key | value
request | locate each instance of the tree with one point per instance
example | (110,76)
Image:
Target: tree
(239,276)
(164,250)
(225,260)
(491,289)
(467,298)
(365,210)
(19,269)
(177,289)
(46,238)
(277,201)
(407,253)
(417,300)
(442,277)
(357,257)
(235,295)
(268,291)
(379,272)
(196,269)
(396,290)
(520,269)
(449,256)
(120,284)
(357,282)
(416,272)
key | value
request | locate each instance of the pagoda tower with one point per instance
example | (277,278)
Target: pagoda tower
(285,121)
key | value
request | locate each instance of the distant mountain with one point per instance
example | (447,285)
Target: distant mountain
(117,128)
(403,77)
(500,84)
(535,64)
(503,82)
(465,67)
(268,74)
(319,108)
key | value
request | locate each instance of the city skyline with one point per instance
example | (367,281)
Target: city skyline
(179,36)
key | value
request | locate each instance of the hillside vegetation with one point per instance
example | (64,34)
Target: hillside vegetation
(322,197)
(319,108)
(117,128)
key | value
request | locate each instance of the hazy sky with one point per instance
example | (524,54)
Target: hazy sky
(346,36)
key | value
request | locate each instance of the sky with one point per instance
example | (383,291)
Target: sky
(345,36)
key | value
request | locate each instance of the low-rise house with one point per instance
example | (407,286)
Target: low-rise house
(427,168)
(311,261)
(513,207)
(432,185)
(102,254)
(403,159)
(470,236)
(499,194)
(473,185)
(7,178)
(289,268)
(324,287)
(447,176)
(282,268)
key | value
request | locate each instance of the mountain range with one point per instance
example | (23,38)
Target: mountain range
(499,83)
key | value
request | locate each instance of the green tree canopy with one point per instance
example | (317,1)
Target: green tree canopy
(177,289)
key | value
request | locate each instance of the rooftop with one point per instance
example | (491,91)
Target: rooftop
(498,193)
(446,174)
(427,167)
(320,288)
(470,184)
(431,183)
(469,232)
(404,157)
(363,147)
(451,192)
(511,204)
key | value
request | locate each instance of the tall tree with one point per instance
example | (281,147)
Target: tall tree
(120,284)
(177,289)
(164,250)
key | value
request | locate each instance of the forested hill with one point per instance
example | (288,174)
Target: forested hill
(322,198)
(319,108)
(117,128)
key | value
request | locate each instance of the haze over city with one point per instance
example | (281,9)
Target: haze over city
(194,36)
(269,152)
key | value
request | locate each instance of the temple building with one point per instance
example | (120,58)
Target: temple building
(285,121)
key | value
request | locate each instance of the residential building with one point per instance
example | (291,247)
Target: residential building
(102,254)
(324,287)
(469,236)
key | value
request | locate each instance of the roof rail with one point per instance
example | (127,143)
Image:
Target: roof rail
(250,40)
....................
*Work item:* Begin at the first line of the entries above and copy every line exactly, ending with the line that contains "example | (407,286)".

*Answer for this exercise:*
key | value
request | locate each instance of the tree with one point per instance
example | (110,76)
Image:
Target: tree
(239,276)
(164,250)
(225,260)
(491,289)
(467,298)
(365,210)
(19,269)
(177,289)
(46,238)
(277,201)
(407,253)
(417,300)
(442,277)
(357,257)
(235,295)
(268,291)
(379,272)
(196,269)
(396,290)
(520,269)
(449,256)
(120,284)
(357,282)
(416,272)
key | value
request | locate each instance of the pagoda tower with one point per instance
example | (277,278)
Target: pagoda tower
(285,121)
key | value
request | locate each instance of the distant mountain with one point per instance
example | (447,285)
Target: distant mountain
(117,128)
(403,77)
(500,84)
(535,64)
(503,82)
(465,67)
(268,74)
(319,108)
key | value
request | locate each instance of the city skyline with one point per instance
example | (367,281)
Target: city skyline
(179,36)
key | value
request | locate each instance of the hillside vegetation with one point per instance
example | (64,34)
Target: hillside vegetation
(322,197)
(319,108)
(117,128)
key | value
request | locate each instance of the hazy sky with one point per instance
example | (524,54)
Target: hazy sky
(346,36)
key | value
request | locate each instance of the sky with one point per instance
example | (383,291)
Target: sky
(345,36)
key | value
request | locate each instance of the low-rise house with one point per instance
example | (407,286)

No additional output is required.